Point placement records:
__________________________________________________

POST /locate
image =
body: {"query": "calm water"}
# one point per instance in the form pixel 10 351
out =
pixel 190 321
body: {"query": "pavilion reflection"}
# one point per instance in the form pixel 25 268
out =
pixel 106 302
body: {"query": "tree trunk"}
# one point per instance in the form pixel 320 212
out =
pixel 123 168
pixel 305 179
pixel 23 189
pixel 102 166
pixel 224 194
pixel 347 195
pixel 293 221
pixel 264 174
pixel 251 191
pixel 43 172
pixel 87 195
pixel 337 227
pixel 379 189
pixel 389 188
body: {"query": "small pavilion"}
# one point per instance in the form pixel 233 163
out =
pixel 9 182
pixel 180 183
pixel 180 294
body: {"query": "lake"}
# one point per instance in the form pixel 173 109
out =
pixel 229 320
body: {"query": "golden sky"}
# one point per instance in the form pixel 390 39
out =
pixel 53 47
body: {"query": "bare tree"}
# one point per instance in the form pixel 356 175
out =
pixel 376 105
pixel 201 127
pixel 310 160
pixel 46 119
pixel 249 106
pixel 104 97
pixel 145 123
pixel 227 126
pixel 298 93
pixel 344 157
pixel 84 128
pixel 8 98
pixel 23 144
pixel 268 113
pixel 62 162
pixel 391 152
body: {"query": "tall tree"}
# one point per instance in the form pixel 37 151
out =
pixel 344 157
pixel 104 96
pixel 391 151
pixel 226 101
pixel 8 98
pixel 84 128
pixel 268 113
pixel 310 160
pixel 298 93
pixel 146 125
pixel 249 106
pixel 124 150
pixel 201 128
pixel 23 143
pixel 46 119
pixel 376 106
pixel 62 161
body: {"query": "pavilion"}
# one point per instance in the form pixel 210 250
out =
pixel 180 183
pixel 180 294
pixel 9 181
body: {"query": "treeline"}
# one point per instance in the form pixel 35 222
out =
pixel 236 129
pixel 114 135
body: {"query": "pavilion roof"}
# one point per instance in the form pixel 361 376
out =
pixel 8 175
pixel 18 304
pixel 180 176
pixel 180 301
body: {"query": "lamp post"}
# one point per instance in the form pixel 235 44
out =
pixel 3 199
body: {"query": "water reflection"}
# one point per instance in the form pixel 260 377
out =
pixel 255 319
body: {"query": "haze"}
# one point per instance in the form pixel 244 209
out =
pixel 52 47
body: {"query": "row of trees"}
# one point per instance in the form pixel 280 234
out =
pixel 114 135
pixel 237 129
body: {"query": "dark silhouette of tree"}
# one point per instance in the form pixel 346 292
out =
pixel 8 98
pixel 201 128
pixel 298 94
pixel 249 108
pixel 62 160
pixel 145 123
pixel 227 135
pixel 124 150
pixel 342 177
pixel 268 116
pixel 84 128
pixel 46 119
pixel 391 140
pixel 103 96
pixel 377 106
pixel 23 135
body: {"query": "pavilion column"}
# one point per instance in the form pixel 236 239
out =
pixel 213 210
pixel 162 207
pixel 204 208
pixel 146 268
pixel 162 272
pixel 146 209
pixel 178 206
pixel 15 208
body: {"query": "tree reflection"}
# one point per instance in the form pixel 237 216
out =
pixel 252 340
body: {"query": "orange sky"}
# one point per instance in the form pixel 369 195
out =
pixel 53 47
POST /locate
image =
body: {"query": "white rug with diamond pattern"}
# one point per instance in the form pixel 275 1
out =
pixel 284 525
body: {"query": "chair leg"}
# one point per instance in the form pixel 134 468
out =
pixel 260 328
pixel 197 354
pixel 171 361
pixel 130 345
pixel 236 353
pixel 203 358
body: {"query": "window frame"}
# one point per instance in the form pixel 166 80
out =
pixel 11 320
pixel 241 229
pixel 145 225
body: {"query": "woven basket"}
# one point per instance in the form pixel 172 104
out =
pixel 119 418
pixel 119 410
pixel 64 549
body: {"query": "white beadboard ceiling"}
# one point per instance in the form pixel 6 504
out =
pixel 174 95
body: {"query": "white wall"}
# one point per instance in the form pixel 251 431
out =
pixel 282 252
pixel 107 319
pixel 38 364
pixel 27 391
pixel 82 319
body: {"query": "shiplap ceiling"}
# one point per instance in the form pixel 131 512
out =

__________________________________________________

### Aim
Print the whole listing again, exactly.

### Complete answer
POST /locate
image =
body: {"query": "calm water"}
# one point per instance in the form pixel 10 351
out =
pixel 190 321
body: {"query": "pavilion reflection"}
# one point per instance in the form pixel 25 268
out =
pixel 106 302
body: {"query": "tree trunk"}
# one point per instance in the form pixel 320 212
out =
pixel 123 168
pixel 305 179
pixel 23 189
pixel 102 166
pixel 224 194
pixel 347 195
pixel 293 221
pixel 264 174
pixel 251 191
pixel 43 172
pixel 87 195
pixel 337 227
pixel 379 189
pixel 389 188
body: {"query": "small pavilion"}
# one point per instance in the form pixel 233 163
out =
pixel 9 182
pixel 180 183
pixel 180 294
body: {"query": "lake"}
# one point per instance in the form pixel 173 109
out =
pixel 229 320
body: {"query": "golden sky"}
# one point per instance in the form pixel 390 39
out =
pixel 53 47
body: {"query": "bare tree"}
# one point per instance in the form pixel 356 175
out =
pixel 376 105
pixel 201 127
pixel 310 160
pixel 46 119
pixel 249 106
pixel 104 97
pixel 145 123
pixel 227 126
pixel 298 93
pixel 344 157
pixel 84 128
pixel 8 98
pixel 23 144
pixel 268 113
pixel 62 162
pixel 391 152
body: {"query": "tall tree"}
# one point per instance in the form pixel 37 151
out =
pixel 344 157
pixel 104 96
pixel 391 151
pixel 226 101
pixel 8 98
pixel 84 128
pixel 268 113
pixel 310 160
pixel 298 93
pixel 146 125
pixel 249 106
pixel 124 150
pixel 201 128
pixel 23 143
pixel 46 119
pixel 376 106
pixel 62 161
body: {"query": "pavilion"}
# one point per instance in the form pixel 210 250
out =
pixel 180 183
pixel 180 294
pixel 9 181
body: {"query": "treeline"}
# one point per instance in the form pixel 35 222
out =
pixel 236 129
pixel 114 135
body: {"query": "pavilion roof"}
# one point per instance in the form pixel 361 376
out =
pixel 8 175
pixel 18 304
pixel 180 176
pixel 180 301
body: {"query": "lamp post"}
# one point per instance in the form pixel 235 44
out =
pixel 3 199
body: {"query": "water reflection"}
# one point per instance in the form pixel 260 377
out =
pixel 255 319
body: {"query": "haze"}
# one point per instance in the form pixel 244 209
out =
pixel 52 47
body: {"query": "row of trees"}
# one point per instance in the form pixel 280 234
out =
pixel 114 135
pixel 237 129
body: {"query": "dark silhouette of tree"}
# one point per instance in the form pixel 346 292
out =
pixel 8 98
pixel 201 128
pixel 298 94
pixel 249 108
pixel 62 160
pixel 145 123
pixel 227 135
pixel 124 150
pixel 342 177
pixel 268 116
pixel 84 128
pixel 46 119
pixel 391 140
pixel 103 96
pixel 377 106
pixel 23 135
body: {"query": "pavilion column"}
# one point per instance in the form pixel 236 239
out =
pixel 213 210
pixel 162 207
pixel 204 208
pixel 146 268
pixel 162 272
pixel 146 209
pixel 178 206
pixel 15 208
body: {"query": "tree reflection"}
# one point per instance in the form pixel 237 216
out =
pixel 252 340
body: {"query": "orange sky"}
# one point per instance in the form pixel 369 195
out =
pixel 53 47
POST /locate
image =
body: {"query": "white rug with diamond pattern"}
# one point per instance in the form pixel 275 1
out =
pixel 284 525
body: {"query": "chair leg"}
# one point per instance in the form pixel 134 468
out =
pixel 260 328
pixel 197 354
pixel 171 361
pixel 130 345
pixel 236 353
pixel 203 358
body: {"query": "window frame"}
# one point per instance in the form pixel 166 80
out =
pixel 11 320
pixel 241 229
pixel 145 225
body: {"query": "woven basket"}
# one point per instance in the form pixel 172 104
out =
pixel 119 418
pixel 119 410
pixel 64 549
body: {"query": "white beadboard ceiling"}
# one point per instance in the form pixel 6 504
out =
pixel 174 95
body: {"query": "white wall"}
# one point per instance in the form pixel 251 431
out =
pixel 282 252
pixel 107 319
pixel 38 364
pixel 27 391
pixel 82 319
body: {"query": "shiplap ceiling"}
# one point per instance in the form pixel 131 512
out =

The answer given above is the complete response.